• TASK
Quote exactly, and only, the lines from the one with "the decorative plate" through the end of the listing.

─── LISTING

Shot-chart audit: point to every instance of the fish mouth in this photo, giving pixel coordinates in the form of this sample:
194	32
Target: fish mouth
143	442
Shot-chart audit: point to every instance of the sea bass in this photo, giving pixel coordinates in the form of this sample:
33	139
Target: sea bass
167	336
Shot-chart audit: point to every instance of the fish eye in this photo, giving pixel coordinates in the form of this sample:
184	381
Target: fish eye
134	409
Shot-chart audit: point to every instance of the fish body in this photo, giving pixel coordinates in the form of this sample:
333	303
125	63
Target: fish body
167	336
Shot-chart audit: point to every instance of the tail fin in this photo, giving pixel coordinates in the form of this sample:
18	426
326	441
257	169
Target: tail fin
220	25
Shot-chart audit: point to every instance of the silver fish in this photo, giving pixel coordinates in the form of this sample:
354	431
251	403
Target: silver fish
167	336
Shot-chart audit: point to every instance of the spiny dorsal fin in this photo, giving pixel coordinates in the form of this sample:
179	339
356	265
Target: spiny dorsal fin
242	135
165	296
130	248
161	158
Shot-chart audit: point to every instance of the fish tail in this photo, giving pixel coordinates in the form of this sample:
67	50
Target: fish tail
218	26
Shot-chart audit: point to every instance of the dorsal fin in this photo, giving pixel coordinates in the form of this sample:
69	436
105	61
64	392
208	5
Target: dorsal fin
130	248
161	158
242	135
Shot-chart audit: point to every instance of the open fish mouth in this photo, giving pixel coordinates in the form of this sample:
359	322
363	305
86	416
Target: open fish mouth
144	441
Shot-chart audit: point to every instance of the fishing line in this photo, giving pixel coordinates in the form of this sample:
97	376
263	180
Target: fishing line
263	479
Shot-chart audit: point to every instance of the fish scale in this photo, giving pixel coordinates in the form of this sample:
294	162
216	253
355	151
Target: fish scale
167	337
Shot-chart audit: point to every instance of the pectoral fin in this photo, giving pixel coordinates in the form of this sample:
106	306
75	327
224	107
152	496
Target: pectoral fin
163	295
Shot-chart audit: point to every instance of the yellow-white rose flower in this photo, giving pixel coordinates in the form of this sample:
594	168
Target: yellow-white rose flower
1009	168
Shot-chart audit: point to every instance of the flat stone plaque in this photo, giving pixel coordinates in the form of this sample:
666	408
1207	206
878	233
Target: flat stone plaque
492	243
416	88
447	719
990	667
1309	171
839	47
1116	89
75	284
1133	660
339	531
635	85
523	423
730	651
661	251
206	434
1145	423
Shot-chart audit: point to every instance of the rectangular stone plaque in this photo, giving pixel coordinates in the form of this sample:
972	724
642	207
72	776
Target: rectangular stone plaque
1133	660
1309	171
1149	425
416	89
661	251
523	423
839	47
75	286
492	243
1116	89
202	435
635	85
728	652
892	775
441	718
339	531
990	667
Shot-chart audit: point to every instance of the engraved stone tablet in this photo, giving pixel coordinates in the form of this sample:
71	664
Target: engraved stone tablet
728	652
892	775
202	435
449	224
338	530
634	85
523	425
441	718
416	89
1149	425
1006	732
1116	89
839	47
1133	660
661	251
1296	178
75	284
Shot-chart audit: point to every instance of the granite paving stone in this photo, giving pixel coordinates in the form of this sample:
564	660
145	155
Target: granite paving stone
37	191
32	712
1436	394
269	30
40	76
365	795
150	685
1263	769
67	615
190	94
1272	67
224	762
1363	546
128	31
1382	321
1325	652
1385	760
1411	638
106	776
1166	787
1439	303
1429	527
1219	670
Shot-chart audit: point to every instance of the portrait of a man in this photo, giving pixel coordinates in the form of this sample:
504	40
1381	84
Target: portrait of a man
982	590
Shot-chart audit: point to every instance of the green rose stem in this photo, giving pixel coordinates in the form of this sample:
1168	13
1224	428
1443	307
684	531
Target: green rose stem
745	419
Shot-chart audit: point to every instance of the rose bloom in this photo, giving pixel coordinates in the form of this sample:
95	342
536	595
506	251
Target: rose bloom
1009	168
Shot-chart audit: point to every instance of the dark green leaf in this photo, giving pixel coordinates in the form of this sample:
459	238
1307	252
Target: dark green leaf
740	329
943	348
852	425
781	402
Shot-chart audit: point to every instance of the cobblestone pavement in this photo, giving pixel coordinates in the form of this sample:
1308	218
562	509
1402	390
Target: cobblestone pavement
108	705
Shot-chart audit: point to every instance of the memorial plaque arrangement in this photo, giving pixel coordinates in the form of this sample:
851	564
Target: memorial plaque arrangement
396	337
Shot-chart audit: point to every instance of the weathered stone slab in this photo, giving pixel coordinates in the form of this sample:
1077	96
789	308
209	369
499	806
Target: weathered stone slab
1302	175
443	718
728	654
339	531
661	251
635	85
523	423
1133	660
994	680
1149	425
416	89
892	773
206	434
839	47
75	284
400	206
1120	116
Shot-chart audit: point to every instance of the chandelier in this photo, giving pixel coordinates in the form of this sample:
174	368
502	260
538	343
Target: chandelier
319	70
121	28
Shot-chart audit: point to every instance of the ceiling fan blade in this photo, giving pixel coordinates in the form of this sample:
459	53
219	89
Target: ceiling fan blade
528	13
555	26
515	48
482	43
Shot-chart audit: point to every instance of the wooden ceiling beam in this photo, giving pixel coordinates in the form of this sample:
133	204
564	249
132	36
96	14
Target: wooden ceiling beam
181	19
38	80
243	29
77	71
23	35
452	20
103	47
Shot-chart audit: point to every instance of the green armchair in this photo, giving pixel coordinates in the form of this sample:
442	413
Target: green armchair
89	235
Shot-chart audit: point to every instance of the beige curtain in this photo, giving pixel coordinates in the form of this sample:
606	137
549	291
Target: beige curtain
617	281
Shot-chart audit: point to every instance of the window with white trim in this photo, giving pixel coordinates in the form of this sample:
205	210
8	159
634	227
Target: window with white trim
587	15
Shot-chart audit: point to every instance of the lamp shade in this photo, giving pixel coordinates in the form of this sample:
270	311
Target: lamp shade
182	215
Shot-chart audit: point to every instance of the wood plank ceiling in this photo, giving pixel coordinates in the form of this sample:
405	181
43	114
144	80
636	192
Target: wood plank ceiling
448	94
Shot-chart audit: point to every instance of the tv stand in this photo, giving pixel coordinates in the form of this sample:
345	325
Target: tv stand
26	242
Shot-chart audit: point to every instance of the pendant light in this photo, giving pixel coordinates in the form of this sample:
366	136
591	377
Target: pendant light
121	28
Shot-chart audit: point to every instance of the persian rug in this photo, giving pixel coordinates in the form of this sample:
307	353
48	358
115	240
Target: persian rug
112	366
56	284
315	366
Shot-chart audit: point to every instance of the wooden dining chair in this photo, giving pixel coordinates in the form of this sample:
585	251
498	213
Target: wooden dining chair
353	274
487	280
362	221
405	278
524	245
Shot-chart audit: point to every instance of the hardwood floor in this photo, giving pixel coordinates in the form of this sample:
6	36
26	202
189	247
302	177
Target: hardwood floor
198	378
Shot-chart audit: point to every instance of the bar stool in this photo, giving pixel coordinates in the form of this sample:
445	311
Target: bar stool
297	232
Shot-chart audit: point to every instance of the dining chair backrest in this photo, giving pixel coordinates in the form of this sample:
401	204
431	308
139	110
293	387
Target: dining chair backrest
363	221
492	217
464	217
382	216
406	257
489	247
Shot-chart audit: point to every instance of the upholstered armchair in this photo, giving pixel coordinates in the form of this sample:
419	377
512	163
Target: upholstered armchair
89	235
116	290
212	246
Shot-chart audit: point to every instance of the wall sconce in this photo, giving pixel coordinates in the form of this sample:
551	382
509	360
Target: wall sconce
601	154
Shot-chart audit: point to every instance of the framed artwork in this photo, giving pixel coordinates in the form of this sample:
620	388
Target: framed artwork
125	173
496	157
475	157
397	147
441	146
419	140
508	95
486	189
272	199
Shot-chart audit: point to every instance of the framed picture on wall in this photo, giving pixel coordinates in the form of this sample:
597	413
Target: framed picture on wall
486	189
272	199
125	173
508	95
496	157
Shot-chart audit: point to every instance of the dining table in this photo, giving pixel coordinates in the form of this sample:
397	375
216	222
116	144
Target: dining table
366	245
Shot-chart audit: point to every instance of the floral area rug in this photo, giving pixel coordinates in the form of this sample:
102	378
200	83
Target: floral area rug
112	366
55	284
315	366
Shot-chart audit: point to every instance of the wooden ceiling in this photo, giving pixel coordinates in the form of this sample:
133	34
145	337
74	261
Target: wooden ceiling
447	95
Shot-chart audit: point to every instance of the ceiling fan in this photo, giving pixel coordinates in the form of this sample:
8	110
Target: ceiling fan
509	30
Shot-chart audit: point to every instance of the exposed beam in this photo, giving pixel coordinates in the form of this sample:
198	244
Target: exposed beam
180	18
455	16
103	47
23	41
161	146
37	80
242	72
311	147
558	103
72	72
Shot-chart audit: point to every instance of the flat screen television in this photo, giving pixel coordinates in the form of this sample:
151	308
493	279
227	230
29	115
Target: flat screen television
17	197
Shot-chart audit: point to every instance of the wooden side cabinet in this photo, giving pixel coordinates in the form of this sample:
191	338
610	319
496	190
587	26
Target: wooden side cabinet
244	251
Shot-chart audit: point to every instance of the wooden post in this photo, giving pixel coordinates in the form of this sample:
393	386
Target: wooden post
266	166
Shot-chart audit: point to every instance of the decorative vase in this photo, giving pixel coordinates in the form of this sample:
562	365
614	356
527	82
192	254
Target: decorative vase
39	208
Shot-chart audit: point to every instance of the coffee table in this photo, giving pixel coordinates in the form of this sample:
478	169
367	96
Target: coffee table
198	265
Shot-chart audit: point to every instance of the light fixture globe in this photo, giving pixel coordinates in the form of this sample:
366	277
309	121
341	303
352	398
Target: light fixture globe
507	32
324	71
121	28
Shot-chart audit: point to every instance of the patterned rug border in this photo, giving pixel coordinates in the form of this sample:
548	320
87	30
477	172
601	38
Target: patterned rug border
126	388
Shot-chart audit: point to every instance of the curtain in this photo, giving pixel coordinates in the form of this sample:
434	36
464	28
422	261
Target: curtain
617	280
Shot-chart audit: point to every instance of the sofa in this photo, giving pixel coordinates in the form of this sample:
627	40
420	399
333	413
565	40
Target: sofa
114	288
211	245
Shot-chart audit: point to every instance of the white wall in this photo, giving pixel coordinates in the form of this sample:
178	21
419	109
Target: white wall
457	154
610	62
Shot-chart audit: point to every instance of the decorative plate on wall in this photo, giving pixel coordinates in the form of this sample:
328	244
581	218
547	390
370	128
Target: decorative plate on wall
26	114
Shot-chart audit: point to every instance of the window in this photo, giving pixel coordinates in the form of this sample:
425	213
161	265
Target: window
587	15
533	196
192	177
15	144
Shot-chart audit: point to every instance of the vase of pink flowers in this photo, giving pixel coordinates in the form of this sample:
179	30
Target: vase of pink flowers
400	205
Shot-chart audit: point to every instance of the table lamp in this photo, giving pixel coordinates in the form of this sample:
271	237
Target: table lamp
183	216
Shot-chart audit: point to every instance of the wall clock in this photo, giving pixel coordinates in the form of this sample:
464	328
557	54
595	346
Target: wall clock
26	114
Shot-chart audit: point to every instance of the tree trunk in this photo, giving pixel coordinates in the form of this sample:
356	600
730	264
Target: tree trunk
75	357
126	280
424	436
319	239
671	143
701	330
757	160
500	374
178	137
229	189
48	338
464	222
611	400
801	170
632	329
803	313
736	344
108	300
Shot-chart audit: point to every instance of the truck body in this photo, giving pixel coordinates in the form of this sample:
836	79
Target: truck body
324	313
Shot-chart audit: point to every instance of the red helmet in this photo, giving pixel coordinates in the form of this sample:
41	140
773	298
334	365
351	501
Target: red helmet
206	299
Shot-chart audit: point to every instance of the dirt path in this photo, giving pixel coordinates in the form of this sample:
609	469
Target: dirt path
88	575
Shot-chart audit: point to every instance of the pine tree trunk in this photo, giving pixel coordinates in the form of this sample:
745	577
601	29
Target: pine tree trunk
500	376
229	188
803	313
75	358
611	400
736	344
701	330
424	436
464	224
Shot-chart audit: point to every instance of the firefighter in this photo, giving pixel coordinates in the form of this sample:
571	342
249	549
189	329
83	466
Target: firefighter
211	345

──────

• ANSWER FOR THIS EXERCISE
Shot-chart audit: point to every instance of the decorative plate on wall in this photo, giving pixel coordinates in the form of this sample:
328	244
581	218
547	390
370	128
Target: decorative plate on wall
26	114
Shot-chart audit: point to every instance of the window in this photo, giving pixel coordinates in the form of this sample:
425	213
161	265
Target: window
587	15
533	196
192	177
15	144
Shot-chart audit: point to every instance of the vase of pink flowers in this photo, giving pixel coordinates in the form of this sample:
179	30
Target: vase of pink flowers
400	205
Shot-chart audit: point to every instance of the table lamp in this photo, giving pixel coordinates in the form of this sample:
271	237
Target: table lamp
183	216
Shot-chart audit: point to every instance of the wall clock in this photo, giving pixel coordinates in the form of this sample:
464	328
557	54
595	346
Target: wall clock
26	114
Shot-chart audit: point to every instance of the tree trunk in this photo, giving pixel coordinates in the form of this sample:
356	600
730	264
Target: tree trunk
75	357
126	280
424	436
319	239
671	143
701	330
757	160
500	374
178	137
229	189
48	338
464	222
611	400
801	170
632	329
803	313
736	344
108	300
Shot-chart audit: point to every instance of the truck body in this photo, giving pixel coordinates in the form of this sample:
836	79
Target: truck body
324	313
Shot-chart audit: point to every instance of the red helmet in this photo, giving pixel coordinates in the form of this sample:
41	140
773	298
334	365
351	501
Target: red helmet
206	299
Shot-chart audit: point to every instance of the dirt path in this photo, giving pixel coordinates in the form of this sample:
609	469
Target: dirt path
88	575
Shot-chart audit: point to every instance of the pine tree trunk in this photo, giving pixel coordinates in the form of this sample:
745	577
601	29
Target: pine tree trunk
500	376
229	188
803	313
75	358
611	400
736	344
701	330
424	436
464	224
Shot-chart audit: point to every instance of the firefighter in this photo, giving pixel coordinates in the form of this sample:
571	342
249	549
189	329
83	466
Target: firefighter
211	345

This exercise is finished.